• _Exercise passage_
========================================
I haven't looked into this rust inferencing engine you wrote about in the OP above. Would you know what model file formats does it support?
-
Joseph Szymborski :qcca:replied to Simon Willison last edited by
Very impressive.
I'm trying to find many of the objects it's pointing out, and while I can guess what it's referring to, I would struggle to say that it is accurate in describing things in the scene.
e.g. I see a gas canister, but it isn't white and black, nor is it adjacent to a pump which is red and white (although it is adjacent to two pumps, being red and white respectively).
-
Simon Willisonreplied to Joseph Szymborski :qcca: last edited by
@jszym yeah it's definitely not a completely accurate description, the vision models are even more prone to hallucination than just plain text!
-
Simon Willisonreplied to Simon Willison last edited by
I recommend reading the descriptions closely and comparing them with the images - these vision models mix what they are seeing with "knowledge" baked into their weights and can often hallucinate things that aren't present in the image as a result
-
Leaping Womanreplied to Simon Willison last edited by
@simon yep, which is particularly not helpful for users of screen readers.
-
Simon Willisonreplied to Leaping Woman last edited by
@leapingwoman I've talked to screen reader users who still get enormous value out of the vision LLMs - they're generally reliable for things like text and high level overviews, where they get weird is more detailed descriptions
Plus the best hosted models (GPT-4o, Claude 3.5 Sonnet, Gemini 1.5 Pro) are a whole lot less likely to hallucinate than the ones I can run on my laptop!
-
Simon Willisonreplied to Simon Willison last edited by
@leapingwoman I use Claude 3.5 Sonnet to help me write alt text on almost a daily basis, but I never use exactly what it spat out - I always further edit it myself for clarity and to make sure it's as useful as possible
-
Simon Willisonreplied to Prem Kumar Aparanji 👶🤖🐘 last edited by
@prem_k read me says that it can do both GGUF and "plain models" - I haven't figured out what that means yet, but the community around the to seem to be releasing their own builds of models onto hugging face https://github.com/EricLBuehler/mistral.rs
-
Joseph Szymborski :qcca:replied to Simon Willison last edited by
@simon @leapingwoman Yah, it looks like Calude 3.5 Sonnet is right on the money with this one:
-
Erik Živkovićreplied to Simon Willison last edited by
@simon something I've wondered about when reading your blog is: Do you generate parts of / whole posts?
========================================
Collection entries
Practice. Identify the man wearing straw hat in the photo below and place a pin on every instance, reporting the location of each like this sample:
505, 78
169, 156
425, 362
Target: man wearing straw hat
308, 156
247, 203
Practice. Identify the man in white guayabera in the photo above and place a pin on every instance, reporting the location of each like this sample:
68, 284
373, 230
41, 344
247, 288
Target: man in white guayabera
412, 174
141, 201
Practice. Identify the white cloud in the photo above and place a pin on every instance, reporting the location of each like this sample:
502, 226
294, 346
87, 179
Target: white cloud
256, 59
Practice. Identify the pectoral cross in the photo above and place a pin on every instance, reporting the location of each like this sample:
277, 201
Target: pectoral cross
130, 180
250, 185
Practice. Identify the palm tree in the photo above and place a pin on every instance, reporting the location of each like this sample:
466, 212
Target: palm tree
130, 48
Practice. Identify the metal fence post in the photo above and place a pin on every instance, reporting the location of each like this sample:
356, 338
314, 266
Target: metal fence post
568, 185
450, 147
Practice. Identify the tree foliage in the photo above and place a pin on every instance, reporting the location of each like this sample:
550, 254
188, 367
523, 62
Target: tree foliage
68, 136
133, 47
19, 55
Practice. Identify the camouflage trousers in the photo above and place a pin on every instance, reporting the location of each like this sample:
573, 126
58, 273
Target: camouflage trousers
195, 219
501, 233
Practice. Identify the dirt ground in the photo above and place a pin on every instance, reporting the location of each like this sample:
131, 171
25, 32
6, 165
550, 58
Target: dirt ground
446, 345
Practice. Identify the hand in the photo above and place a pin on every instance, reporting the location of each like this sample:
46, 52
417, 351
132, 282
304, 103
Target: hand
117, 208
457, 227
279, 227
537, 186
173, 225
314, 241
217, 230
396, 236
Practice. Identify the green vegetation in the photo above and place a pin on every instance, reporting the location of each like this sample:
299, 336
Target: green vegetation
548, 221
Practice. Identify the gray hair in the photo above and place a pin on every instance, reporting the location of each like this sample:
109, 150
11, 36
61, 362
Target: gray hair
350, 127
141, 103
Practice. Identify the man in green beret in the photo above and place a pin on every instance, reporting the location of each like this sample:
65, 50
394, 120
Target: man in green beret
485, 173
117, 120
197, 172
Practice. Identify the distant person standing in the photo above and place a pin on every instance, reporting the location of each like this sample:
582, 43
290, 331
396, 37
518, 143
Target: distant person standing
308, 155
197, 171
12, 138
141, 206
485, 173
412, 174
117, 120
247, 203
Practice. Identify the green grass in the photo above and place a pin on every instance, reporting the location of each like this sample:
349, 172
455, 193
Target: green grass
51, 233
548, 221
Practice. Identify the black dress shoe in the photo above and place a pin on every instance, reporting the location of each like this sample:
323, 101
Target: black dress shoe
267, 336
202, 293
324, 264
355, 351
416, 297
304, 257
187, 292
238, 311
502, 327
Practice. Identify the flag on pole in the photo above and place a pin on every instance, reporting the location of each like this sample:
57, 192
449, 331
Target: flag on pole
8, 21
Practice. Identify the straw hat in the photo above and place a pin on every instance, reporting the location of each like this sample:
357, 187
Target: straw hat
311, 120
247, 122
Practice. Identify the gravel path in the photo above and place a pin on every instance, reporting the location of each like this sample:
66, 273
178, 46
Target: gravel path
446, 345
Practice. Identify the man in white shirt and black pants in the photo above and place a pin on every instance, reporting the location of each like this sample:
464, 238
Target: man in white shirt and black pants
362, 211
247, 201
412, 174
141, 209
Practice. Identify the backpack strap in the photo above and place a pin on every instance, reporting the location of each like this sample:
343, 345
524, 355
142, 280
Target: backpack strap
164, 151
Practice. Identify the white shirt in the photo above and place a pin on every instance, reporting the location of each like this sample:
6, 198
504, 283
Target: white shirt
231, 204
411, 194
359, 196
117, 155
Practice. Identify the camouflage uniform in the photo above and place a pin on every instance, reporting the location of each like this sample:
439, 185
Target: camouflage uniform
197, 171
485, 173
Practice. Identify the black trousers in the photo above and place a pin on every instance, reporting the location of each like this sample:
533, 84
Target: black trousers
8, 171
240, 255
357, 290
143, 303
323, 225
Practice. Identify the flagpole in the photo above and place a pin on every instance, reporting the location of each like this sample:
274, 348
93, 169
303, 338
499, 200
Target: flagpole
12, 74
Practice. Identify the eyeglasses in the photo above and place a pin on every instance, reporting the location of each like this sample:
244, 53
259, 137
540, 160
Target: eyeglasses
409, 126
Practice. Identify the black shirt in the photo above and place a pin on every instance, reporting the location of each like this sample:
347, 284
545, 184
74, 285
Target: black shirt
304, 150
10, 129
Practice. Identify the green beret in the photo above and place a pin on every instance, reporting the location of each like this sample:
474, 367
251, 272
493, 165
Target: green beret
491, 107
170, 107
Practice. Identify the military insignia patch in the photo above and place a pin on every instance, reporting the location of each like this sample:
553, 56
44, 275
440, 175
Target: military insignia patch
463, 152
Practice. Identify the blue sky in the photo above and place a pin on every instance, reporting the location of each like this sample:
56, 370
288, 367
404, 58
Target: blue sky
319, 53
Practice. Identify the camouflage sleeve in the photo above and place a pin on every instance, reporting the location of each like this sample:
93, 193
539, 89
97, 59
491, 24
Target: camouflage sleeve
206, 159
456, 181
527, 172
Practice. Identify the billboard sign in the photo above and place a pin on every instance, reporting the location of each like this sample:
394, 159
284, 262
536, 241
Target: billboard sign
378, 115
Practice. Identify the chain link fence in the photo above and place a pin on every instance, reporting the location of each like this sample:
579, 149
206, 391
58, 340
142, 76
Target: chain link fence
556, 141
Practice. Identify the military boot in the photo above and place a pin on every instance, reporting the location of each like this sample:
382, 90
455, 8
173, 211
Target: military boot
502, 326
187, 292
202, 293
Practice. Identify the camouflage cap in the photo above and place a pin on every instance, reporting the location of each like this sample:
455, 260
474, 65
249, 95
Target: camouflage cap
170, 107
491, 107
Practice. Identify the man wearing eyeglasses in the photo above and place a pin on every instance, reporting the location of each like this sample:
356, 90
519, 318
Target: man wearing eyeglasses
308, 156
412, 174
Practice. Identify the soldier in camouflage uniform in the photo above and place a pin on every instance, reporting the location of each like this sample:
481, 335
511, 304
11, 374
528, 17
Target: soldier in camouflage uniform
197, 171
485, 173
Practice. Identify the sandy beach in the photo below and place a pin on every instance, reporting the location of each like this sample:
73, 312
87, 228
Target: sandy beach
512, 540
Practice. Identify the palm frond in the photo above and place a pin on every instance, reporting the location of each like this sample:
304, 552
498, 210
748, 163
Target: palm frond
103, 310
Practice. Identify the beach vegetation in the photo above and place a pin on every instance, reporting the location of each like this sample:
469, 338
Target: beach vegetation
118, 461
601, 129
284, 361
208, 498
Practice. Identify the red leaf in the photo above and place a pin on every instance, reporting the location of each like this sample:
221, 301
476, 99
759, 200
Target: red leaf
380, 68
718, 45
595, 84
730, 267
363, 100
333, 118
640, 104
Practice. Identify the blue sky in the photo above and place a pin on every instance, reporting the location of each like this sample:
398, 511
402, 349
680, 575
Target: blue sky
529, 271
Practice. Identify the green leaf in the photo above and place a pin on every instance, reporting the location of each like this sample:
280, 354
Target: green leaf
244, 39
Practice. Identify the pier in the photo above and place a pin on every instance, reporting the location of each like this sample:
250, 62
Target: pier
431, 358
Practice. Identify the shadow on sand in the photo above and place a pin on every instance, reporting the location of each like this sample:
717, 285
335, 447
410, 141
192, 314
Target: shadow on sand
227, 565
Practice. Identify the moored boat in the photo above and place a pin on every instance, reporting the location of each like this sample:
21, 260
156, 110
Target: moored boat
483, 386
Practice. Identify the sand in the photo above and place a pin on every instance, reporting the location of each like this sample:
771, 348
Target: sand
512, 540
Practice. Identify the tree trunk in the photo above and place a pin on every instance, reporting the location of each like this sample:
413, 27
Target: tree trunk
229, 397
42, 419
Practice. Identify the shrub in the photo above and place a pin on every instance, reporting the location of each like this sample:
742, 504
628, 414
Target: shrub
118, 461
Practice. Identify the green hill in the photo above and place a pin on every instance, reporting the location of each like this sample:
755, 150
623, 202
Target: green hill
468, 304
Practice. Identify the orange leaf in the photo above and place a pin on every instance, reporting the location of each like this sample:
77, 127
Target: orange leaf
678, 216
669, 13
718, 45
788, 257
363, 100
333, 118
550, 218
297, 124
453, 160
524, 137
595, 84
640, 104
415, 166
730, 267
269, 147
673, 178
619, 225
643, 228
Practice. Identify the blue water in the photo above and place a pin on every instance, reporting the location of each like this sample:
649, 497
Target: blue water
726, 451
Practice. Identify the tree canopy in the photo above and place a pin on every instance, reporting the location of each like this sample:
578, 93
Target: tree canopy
========================================
• _Requirement 1_
According to the forum thread about vision models, which hosted models are a whole lot less likely to hallucinate than the ones that run on a laptop?
• _Requirement 2_
Rewrite as a bulleted list the paragraph of the forum thread about vision models that begins "I recommend reading the descriptions closely," keeping its main facts.
• _Requirement 3_
Continue the forum thread about vision models from its final post.

• _Task output 1_
GPT-4o, Claude 3.5 Sonnet and Gemini 1.5 Pro.

• _Task output 2_
- Read the descriptions closely and compare them with the images.
- Vision models mix what they see with "knowledge" baked into their weights.
- As a result, they can often hallucinate things that aren't present in the image.

• _Task output 3_
-
Simon Willisonreplied to Erik Živković last edited by
@ezivkovic not really - very occasionally I'll let Copilot in VS Code finish a sentence for me (just the last two or three words) but I tend to find LLM generated text is never exactly what I want to say
-
Leaping Womanreplied to Joseph Szymborski :qcca: last edited by
-
Simon Willisonreplied to Leaping Woman last edited by
@leapingwoman @jszym here's the prompt I use for alt text with Claude
-
Simon Willisonreplied to Simon Willison last edited by
@leapingwoman @jszym that prompt gave me this for the museum exterior photo: "Exterior of the Pioneer Memorial Museum, a white neoclassical building with columns. Sign in foreground reads "HEADQUARTERS INTERNATIONAL SOCIETY DAUGHTERS OF UTAH PIONEERS". Statue visible in front of building. Overcast sky and trees surrounding the museum."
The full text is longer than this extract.